Extracted records

##############################

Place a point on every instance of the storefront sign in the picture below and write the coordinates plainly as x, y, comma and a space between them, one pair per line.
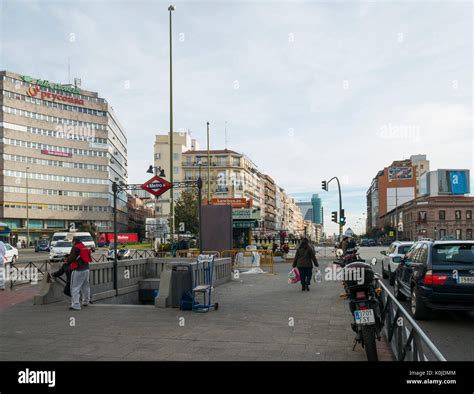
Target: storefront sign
250, 224
47, 84
55, 153
246, 214
400, 173
234, 202
35, 91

##############################

What this task involves
Could you output every entry exactly as written, skipping the pictures?

The completed task
Place a point on every instance of the storefront sign in the picture below and write the coordinates plainly as x, y, comma and a space between them, one pair per line.
Target: storefront sign
250, 224
47, 84
55, 153
246, 214
400, 173
234, 202
35, 91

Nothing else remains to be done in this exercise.